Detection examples
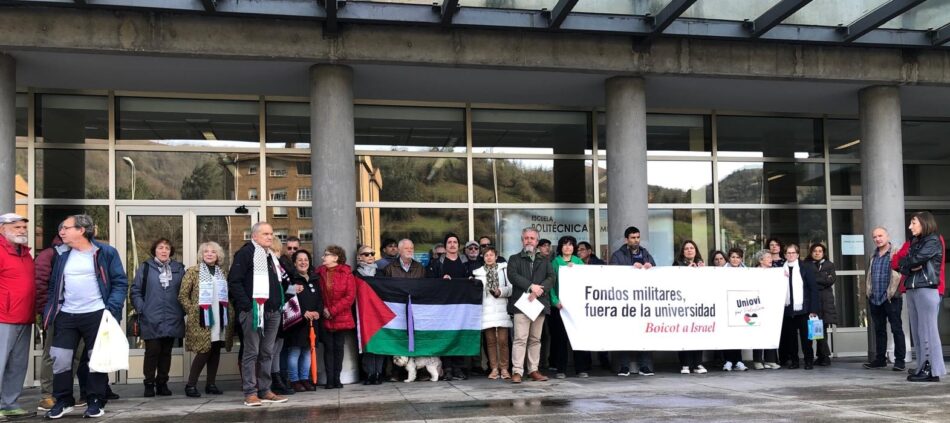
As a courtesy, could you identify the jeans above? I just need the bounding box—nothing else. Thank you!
[868,297,907,367]
[284,347,310,382]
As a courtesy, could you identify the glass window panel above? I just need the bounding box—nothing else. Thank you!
[36,94,109,144]
[831,209,868,270]
[598,209,716,266]
[475,209,594,258]
[719,162,825,204]
[472,159,594,203]
[901,121,950,160]
[720,209,828,256]
[904,164,950,197]
[116,97,260,147]
[598,160,713,204]
[472,110,593,154]
[115,151,244,200]
[825,119,861,159]
[358,207,468,261]
[31,205,109,248]
[783,0,887,26]
[353,106,466,153]
[264,102,310,149]
[597,113,712,157]
[357,156,468,202]
[682,0,778,21]
[716,116,823,159]
[830,163,864,195]
[14,94,29,142]
[36,148,109,199]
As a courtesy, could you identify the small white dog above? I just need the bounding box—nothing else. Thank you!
[393,355,442,382]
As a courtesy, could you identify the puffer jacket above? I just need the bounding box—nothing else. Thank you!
[317,264,356,332]
[0,236,36,325]
[472,263,512,329]
[130,259,185,340]
[900,234,943,289]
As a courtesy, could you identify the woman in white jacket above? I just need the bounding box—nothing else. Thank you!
[473,247,511,379]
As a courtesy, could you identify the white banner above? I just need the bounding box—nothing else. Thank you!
[558,266,788,351]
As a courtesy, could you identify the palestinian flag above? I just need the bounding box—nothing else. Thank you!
[357,278,482,357]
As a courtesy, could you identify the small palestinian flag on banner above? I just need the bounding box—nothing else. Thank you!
[356,278,482,357]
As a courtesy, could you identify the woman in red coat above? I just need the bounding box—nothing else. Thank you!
[317,245,356,389]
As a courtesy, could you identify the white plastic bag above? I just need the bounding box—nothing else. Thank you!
[89,310,129,373]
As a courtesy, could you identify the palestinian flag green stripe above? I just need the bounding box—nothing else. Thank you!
[366,329,482,357]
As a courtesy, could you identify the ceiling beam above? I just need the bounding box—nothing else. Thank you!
[750,0,811,38]
[843,0,925,43]
[440,0,459,25]
[549,0,577,28]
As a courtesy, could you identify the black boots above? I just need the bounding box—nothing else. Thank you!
[907,361,940,382]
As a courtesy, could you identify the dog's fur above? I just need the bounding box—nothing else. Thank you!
[393,355,442,382]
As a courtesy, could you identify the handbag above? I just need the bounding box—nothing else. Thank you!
[281,295,303,330]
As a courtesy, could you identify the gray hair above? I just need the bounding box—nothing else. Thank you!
[69,214,96,241]
[251,220,273,235]
[198,241,224,266]
[752,250,772,264]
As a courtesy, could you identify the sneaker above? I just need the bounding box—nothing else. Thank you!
[260,392,287,404]
[244,394,264,407]
[36,395,56,411]
[82,400,106,419]
[46,401,73,419]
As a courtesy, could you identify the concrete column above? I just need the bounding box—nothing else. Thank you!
[0,53,16,214]
[606,77,650,251]
[858,86,911,361]
[310,65,359,383]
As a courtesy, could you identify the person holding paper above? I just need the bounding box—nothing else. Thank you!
[773,243,821,370]
[507,227,554,383]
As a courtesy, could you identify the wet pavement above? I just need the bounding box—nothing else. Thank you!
[14,361,950,423]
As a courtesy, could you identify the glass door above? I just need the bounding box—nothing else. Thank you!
[116,206,258,383]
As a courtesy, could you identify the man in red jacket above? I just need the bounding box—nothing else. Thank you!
[0,213,36,417]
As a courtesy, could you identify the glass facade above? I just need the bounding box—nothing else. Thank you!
[16,90,950,348]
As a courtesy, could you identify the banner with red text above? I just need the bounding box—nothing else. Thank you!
[558,266,788,351]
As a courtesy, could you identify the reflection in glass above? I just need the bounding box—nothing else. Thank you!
[472,159,594,203]
[901,121,950,160]
[720,209,828,255]
[264,102,310,149]
[36,94,109,144]
[597,113,712,157]
[475,209,594,258]
[829,163,864,195]
[31,205,110,251]
[716,116,823,159]
[115,151,244,200]
[116,97,260,147]
[598,160,713,204]
[353,106,465,153]
[472,110,593,154]
[357,156,468,202]
[598,209,716,266]
[357,208,468,259]
[719,162,825,204]
[35,148,109,199]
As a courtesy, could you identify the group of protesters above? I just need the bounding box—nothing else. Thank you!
[0,212,946,419]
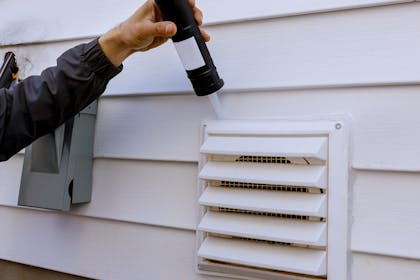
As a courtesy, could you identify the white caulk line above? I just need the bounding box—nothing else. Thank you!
[208,91,224,119]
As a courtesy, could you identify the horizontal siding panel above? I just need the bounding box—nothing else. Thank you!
[0,159,198,230]
[3,86,420,171]
[200,136,327,160]
[198,211,327,246]
[0,206,223,280]
[0,0,411,45]
[198,237,326,275]
[351,253,420,280]
[351,172,420,260]
[94,95,215,161]
[0,1,420,97]
[199,187,327,217]
[107,3,420,94]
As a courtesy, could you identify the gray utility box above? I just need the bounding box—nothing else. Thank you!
[18,101,97,211]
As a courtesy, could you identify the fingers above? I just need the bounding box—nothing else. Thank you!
[193,8,203,25]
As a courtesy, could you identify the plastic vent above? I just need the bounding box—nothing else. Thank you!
[197,121,347,279]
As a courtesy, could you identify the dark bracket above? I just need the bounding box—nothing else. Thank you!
[18,101,97,211]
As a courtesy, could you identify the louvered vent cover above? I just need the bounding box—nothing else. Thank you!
[197,121,348,280]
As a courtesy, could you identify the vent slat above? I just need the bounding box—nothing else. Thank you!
[199,161,327,189]
[200,135,327,160]
[198,237,326,276]
[199,186,327,217]
[198,211,327,246]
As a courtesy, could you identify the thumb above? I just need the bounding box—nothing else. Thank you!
[145,21,176,37]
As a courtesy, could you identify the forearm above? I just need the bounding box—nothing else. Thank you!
[0,40,121,160]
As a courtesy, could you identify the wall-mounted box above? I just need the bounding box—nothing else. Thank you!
[18,102,97,211]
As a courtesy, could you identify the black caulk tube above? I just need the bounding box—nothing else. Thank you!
[155,0,224,96]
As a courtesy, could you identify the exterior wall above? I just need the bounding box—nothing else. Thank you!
[0,0,420,280]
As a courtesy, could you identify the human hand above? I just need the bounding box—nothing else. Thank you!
[99,0,210,66]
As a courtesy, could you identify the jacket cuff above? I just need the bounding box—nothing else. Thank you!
[83,38,123,79]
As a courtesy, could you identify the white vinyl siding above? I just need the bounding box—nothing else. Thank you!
[0,0,420,280]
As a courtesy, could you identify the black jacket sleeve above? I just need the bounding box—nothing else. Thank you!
[0,39,122,161]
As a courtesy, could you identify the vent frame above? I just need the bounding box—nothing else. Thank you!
[197,117,350,280]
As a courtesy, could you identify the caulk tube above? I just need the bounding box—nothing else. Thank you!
[155,0,224,96]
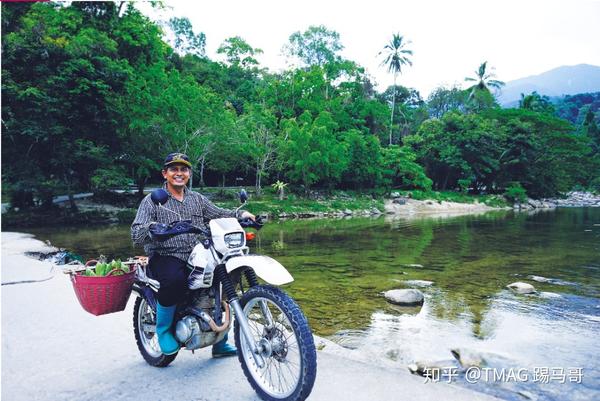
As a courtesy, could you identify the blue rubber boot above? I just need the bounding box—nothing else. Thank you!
[213,334,237,358]
[156,302,180,355]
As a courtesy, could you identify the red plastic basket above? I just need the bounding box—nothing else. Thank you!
[71,266,135,316]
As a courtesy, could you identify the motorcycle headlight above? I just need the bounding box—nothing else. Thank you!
[223,233,244,248]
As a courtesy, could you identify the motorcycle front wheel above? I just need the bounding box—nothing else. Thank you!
[234,285,317,401]
[133,297,177,368]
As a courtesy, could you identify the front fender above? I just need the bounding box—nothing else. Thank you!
[225,255,294,285]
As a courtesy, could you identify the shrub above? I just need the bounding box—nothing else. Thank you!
[504,182,527,203]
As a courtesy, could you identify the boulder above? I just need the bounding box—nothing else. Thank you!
[384,288,425,306]
[450,348,485,369]
[506,281,535,294]
[407,361,452,380]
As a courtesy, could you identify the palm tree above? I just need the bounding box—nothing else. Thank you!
[379,33,412,145]
[465,61,504,99]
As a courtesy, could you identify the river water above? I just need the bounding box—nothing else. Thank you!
[19,208,600,401]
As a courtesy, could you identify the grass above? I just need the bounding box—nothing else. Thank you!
[202,191,383,216]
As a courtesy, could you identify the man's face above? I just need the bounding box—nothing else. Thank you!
[162,163,192,188]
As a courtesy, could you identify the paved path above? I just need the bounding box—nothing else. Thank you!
[1,233,502,401]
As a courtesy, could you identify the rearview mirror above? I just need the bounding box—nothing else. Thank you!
[240,188,248,203]
[150,188,169,205]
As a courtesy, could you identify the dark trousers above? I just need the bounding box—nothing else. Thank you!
[148,255,189,306]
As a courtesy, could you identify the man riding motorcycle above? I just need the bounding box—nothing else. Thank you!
[131,153,255,358]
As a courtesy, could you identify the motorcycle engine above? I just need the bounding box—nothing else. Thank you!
[175,289,226,350]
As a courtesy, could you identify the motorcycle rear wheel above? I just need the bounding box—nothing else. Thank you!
[234,285,317,401]
[133,297,177,368]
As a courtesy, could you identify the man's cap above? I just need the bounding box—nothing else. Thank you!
[163,153,192,168]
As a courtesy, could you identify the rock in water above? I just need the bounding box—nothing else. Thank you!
[384,288,425,306]
[404,280,433,287]
[450,348,485,368]
[506,281,535,294]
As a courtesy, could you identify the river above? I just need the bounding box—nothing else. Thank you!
[19,208,600,401]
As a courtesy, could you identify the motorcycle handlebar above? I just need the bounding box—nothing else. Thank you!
[238,216,265,230]
[150,217,264,241]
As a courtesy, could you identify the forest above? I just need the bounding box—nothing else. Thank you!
[2,2,600,206]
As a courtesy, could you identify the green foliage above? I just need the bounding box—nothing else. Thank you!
[519,91,554,114]
[217,36,263,67]
[286,25,344,67]
[381,145,432,191]
[504,182,527,203]
[2,2,600,209]
[168,17,206,56]
[282,112,348,191]
[427,87,469,118]
[83,259,131,277]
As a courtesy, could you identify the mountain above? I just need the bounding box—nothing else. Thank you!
[498,64,600,107]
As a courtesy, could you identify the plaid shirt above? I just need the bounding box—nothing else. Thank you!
[131,187,237,261]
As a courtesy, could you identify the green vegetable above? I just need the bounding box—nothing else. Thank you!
[83,259,131,277]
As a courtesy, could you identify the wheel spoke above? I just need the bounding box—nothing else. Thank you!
[236,288,314,399]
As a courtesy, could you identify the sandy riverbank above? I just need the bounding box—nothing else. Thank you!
[384,199,511,218]
[1,232,494,401]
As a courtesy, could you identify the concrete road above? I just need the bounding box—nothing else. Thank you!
[1,233,495,401]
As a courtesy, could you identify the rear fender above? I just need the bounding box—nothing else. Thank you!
[225,255,294,285]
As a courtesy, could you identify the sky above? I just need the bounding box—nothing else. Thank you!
[138,0,600,97]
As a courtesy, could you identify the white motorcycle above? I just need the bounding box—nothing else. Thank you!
[133,189,317,401]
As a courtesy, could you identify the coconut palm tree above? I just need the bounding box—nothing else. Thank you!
[379,33,412,145]
[465,61,504,98]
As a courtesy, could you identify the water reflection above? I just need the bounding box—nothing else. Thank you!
[19,209,600,399]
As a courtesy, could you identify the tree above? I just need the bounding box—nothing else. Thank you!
[341,129,381,189]
[284,25,344,67]
[168,17,206,56]
[217,36,263,68]
[281,111,347,192]
[380,145,432,191]
[379,33,412,145]
[465,61,504,111]
[239,106,279,196]
[519,91,554,114]
[427,87,468,118]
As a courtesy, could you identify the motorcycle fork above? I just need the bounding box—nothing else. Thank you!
[215,264,265,368]
[244,267,275,331]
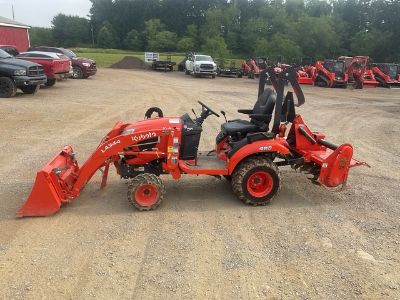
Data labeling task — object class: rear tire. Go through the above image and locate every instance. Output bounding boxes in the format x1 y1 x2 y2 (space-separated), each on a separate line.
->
128 173 165 211
72 66 83 79
19 85 40 95
0 77 17 98
44 78 57 87
232 157 281 206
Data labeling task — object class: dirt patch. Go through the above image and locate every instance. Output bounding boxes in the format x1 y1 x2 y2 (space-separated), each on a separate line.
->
111 56 149 69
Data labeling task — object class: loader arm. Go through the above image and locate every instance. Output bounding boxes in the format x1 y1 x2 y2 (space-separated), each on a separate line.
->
17 124 174 217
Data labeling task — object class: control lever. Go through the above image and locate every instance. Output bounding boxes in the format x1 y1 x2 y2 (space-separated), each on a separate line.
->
221 110 228 123
192 108 198 119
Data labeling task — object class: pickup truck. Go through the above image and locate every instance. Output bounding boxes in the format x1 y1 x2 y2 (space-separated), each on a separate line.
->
17 51 72 87
0 49 47 98
28 46 97 79
185 55 217 78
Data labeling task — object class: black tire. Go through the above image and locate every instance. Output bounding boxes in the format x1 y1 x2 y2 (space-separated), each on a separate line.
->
19 85 40 95
128 173 165 211
0 77 17 98
232 156 281 206
72 66 83 79
44 78 57 87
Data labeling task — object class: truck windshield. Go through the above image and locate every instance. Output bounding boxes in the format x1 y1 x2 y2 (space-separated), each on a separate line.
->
196 55 213 61
0 49 12 59
63 49 76 58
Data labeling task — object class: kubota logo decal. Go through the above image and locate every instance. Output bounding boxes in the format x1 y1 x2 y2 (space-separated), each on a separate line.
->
132 132 157 142
100 140 121 153
260 146 272 151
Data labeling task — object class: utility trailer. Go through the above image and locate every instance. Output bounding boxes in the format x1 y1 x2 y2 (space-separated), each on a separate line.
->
151 55 176 72
217 59 243 78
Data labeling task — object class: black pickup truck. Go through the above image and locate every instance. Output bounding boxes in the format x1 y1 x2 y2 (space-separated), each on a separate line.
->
0 49 47 98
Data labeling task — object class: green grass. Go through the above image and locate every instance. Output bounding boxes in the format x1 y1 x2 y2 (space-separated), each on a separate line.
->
72 48 242 69
73 48 185 68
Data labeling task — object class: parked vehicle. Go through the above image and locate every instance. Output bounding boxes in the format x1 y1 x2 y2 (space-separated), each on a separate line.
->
0 49 47 98
339 56 378 89
185 55 217 78
217 59 242 78
28 46 97 79
314 59 348 88
17 51 72 86
371 63 400 88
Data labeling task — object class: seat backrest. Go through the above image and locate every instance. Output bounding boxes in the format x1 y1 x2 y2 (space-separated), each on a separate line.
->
251 88 276 127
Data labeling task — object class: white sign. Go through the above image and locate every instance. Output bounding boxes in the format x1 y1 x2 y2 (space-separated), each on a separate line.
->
144 52 160 62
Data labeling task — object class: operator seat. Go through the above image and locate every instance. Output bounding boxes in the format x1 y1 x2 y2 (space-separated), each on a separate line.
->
221 88 276 139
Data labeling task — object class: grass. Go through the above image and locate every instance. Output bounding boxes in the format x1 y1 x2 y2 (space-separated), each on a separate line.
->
72 48 241 69
73 48 185 68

PROBLEM STATEMENT -> Identify every line in the entries above that contains the word "caulk", and copy each such line in full. Treat case as significant when matching.

EXERCISE RESULT ->
As a courtesy, could you identify the white caulk line above? I just need the bounding box—nothing else. Thank you!
As a courtesy, could you identify the black caulk tube above? I just need the bounding box—nothing else. Thank you!
As a courtesy, could you identify the caulk tube above? I just need the bounding box—nothing else. Thank you!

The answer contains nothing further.